Entries from a dataset
┄┄┄┄┄┄

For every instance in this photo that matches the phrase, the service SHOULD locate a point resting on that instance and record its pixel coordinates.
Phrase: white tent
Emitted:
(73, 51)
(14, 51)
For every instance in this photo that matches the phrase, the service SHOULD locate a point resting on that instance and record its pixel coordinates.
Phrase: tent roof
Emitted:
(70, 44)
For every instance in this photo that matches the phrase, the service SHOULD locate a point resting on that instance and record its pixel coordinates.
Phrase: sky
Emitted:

┄┄┄┄┄┄

STATED PROBLEM: Reproduce all of the data above verbatim, keeping every line in its original order.

FULL RESPONSE:
For every instance in this photo that matches the phrase, the service SHOULD locate a point resting on that instance and record its pixel coordinates.
Phrase: white tent
Emitted:
(73, 51)
(14, 51)
For every instance in this photo that matches the phrase, the service SHOULD locate a point resting on that instance and record its pixel coordinates.
Phrase: tent roof
Emitted:
(70, 44)
For every instance in this photo that matches the phrase, the service SHOULD locate a point resting on that instance and record its pixel coordinates.
Phrase: sky
Emitted:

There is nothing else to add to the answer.